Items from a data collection
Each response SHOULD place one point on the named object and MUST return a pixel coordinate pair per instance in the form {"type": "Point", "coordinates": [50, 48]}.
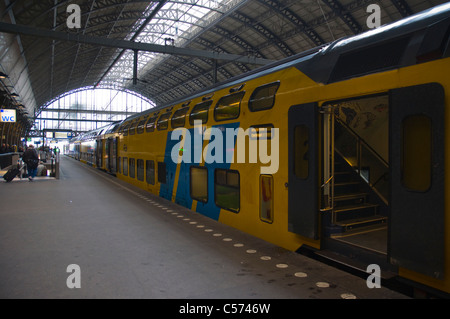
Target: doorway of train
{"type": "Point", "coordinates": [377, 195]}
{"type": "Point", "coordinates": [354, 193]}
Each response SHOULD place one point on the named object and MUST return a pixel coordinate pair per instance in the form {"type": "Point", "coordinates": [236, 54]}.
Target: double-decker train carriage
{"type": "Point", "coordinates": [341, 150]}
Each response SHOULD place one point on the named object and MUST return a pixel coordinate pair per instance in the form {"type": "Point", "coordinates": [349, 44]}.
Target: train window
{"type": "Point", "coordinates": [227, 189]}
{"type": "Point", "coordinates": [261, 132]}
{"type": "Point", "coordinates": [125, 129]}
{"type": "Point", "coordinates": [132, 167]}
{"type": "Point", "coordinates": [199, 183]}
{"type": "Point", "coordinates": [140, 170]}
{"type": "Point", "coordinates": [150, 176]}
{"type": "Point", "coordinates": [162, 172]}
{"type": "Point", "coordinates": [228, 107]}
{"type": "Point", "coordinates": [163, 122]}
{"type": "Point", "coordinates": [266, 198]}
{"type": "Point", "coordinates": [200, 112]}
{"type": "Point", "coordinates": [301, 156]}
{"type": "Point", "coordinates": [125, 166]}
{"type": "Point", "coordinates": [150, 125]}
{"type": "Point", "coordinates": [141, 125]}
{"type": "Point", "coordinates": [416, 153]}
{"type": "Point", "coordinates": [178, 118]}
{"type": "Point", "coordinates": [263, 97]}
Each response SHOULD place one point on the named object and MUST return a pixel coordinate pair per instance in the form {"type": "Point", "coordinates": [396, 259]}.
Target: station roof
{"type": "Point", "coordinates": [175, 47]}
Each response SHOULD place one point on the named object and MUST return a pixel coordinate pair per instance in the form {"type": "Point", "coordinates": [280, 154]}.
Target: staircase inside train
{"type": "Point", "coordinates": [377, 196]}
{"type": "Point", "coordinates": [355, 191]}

==

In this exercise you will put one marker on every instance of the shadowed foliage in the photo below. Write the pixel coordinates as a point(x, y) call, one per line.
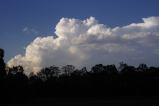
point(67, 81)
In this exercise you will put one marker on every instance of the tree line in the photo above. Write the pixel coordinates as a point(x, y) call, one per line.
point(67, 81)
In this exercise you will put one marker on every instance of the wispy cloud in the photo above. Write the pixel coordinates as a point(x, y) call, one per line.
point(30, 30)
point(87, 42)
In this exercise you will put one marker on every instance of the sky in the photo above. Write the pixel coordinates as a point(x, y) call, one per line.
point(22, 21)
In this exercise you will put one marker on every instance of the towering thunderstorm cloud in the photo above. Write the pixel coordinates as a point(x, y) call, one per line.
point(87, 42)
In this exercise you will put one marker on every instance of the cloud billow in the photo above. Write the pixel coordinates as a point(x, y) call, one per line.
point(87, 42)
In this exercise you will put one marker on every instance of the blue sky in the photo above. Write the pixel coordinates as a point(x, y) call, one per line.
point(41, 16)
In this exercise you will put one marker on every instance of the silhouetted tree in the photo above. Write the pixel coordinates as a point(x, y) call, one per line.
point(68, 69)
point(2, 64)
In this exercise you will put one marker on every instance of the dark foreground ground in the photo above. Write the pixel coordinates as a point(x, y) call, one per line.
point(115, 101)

CHALLENGE:
Write out, exactly as they appear in the items above, all the lines from the one containing "of the dark" down to the one containing "point(115, 101)", including both of those lines.

WRITTEN ANSWER:
In this exercise you will put one marker on every instance of the dark foreground ground in the photo above. Write the pixel coordinates as a point(x, y) call, one per line.
point(115, 101)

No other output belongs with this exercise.